* [WHAT YOU HAVE TO DO] An exact reproduction of all entries is expected.

* [RECORDED DATA]
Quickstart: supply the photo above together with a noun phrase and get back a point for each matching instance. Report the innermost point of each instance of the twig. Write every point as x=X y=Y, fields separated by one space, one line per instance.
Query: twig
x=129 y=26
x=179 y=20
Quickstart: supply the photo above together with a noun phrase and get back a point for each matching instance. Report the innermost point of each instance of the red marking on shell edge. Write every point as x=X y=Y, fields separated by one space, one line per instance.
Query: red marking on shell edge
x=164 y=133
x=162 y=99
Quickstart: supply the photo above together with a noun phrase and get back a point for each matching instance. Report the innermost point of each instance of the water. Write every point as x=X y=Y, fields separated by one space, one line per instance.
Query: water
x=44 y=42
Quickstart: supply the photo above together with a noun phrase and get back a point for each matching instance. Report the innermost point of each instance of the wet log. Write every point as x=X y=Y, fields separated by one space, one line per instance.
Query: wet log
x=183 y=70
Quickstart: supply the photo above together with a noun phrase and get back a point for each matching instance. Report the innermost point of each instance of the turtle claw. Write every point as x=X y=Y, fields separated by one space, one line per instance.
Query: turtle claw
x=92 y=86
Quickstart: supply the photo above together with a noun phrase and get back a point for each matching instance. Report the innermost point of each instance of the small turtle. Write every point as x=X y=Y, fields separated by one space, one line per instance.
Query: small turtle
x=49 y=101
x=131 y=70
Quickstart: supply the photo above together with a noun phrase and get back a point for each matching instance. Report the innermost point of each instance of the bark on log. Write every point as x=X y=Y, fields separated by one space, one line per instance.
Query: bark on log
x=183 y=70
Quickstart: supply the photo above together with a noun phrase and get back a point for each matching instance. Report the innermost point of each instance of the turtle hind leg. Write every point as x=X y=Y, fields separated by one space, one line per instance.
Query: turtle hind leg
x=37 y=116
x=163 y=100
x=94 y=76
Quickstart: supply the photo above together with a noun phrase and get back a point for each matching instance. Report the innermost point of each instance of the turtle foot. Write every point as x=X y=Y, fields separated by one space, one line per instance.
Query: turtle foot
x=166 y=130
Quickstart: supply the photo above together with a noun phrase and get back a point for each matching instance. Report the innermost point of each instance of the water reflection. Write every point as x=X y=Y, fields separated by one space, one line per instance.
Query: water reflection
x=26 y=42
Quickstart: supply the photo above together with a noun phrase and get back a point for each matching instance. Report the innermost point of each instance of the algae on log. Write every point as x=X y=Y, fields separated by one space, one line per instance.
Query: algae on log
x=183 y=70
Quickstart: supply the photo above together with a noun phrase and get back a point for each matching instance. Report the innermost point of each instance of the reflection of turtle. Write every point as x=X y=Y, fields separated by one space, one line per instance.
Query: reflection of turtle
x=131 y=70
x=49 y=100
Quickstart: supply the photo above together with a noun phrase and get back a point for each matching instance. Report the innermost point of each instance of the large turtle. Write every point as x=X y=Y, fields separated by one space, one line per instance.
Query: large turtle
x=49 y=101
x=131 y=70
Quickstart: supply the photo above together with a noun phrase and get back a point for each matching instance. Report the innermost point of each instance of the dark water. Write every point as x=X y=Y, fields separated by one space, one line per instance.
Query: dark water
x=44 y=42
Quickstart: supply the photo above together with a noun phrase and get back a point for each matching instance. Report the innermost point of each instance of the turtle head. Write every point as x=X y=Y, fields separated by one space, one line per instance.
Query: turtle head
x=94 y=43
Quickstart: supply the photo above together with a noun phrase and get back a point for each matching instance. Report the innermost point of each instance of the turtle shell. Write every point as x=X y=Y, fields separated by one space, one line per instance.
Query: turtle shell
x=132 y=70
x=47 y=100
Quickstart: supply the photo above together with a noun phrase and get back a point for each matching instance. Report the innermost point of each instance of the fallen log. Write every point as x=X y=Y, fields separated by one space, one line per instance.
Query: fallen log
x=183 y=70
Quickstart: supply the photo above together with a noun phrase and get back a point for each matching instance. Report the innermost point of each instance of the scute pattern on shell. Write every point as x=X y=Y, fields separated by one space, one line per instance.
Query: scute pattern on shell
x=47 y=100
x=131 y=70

* [SOLUTION FOR THIS EXERCISE]
Quickstart: supply the photo above together with a noun phrase and get back a point for each matching instance. Report the innermost point of each instance of the twig. Write every point as x=X y=Y, fields separated by one space, one line per instance.
Query: twig
x=129 y=26
x=179 y=20
Quickstart: supply the photo above together with a noun phrase and get back a point for each matching instance. Report the innermost point of each instance of the red marking on shell edge. Write every point as x=X y=Y, fields separated by one space, one line per instance.
Query: red marking on shell edge
x=164 y=133
x=162 y=99
Quickstart: supply the photo above together with a noun phrase and get back a point for each matching instance. Report the innermost point of each instance of the water. Write every point as x=X y=Y, fields separated by one space, one line per instance.
Query: water
x=44 y=42
Quickstart: supply the photo above together with a noun phrase and get back a point for each matching instance. Report the innermost point of each instance of the wet log. Write every point as x=X y=Y, fields separated by one space, one line per instance.
Query: wet log
x=183 y=70
Quickstart: supply the photo above together with a noun phrase and get back a point for each matching instance. Report the innermost point of each instance of the turtle claw. Write every point as x=X y=Y, fields separated by one space, one line per instance.
Query: turtle claw
x=92 y=86
Quickstart: supply the photo above together with a noun phrase and get back a point for each matching instance. Report the innermost point of each instance of the small turtle. Write every point as x=X y=Y, fields separated by one space, one line per instance.
Query: small turtle
x=49 y=101
x=131 y=70
Quickstart: supply the photo above together with a noun phrase and get back a point for each matching instance. Report the innermost point of each instance of the bark on log. Write every point as x=X y=Y, fields separated by one space, one line per instance.
Query: bark on log
x=183 y=70
Quickstart: supply the photo above together with a noun phrase and get back a point for each matching instance. Report the innermost point of each instance of the turtle hind leg. Write every point as x=X y=Y, fields separated by one space, one line per instance.
Query: turtle hind leg
x=37 y=116
x=163 y=100
x=94 y=76
Quickstart: supply the photo above together with a noun phrase and get back a point for each matching instance. Report the innermost point of each instance of the turtle foot. Write every point as x=X y=Y, fields separated by one space, one line per instance.
Query: turtle foot
x=166 y=130
Quickstart: supply the photo above together with a noun phrase and get back a point for each matching instance. Report the innermost point of each instance of the water reflection. Write every point as x=X y=Y, fields separated by one space, one line per instance.
Query: water reflection
x=26 y=42
Quickstart: supply the photo above together with a noun phrase and get back a point for each matching instance. Report the innermost point of each instance of the algae on log. Write every point as x=X y=Y, fields separated by one space, one line per instance.
Query: algae on log
x=183 y=70
Quickstart: supply the photo above together with a noun phrase and get back a point for each matching instance. Report the innermost point of each instance of the reflection of turtle. Write every point as x=X y=Y, fields separated by one space, one line per instance.
Query: reflection of turtle
x=131 y=70
x=49 y=100
Quickstart: supply the photo above together with a noun phrase and get back a point for each matching instance. Report the innermost point of each instance of the large turtle. Write every point as x=X y=Y, fields separated by one space, one line per instance.
Query: large turtle
x=49 y=101
x=131 y=70
Quickstart: supply the photo above together with a noun phrase and get back a point for each matching instance. Report the innermost point of each instance of the dark water. Write every point as x=X y=Y, fields separated by one space, one line per instance.
Query: dark water
x=44 y=42
Quickstart: supply the photo above together with a noun phrase and get back a point for each matching instance. Report the innermost point of each instance of the turtle head. Write every point as x=X y=Y, fields separated by one space, one line per instance.
Query: turtle head
x=94 y=43
Quickstart: supply the photo above together with a noun phrase and get back a point for each matching instance. Report the innermost point of each instance of the turtle shell. Write every point as x=X y=Y, fields separated by one space, one line per instance.
Query: turtle shell
x=132 y=70
x=47 y=100
Quickstart: supply the photo above together with a noun phrase and get back a point for each matching instance. Report the innermost point of each instance of the fallen log. Write every point as x=X y=Y, fields separated by one space, one line per instance.
Query: fallen log
x=183 y=70
Quickstart: supply the photo above together with a noun phrase and get back a point for each matching instance. Report the innermost point of each instance of the scute pattern on shell. Write every point as x=X y=Y, fields separated by one space, one line per instance.
Query: scute pattern on shell
x=47 y=100
x=131 y=70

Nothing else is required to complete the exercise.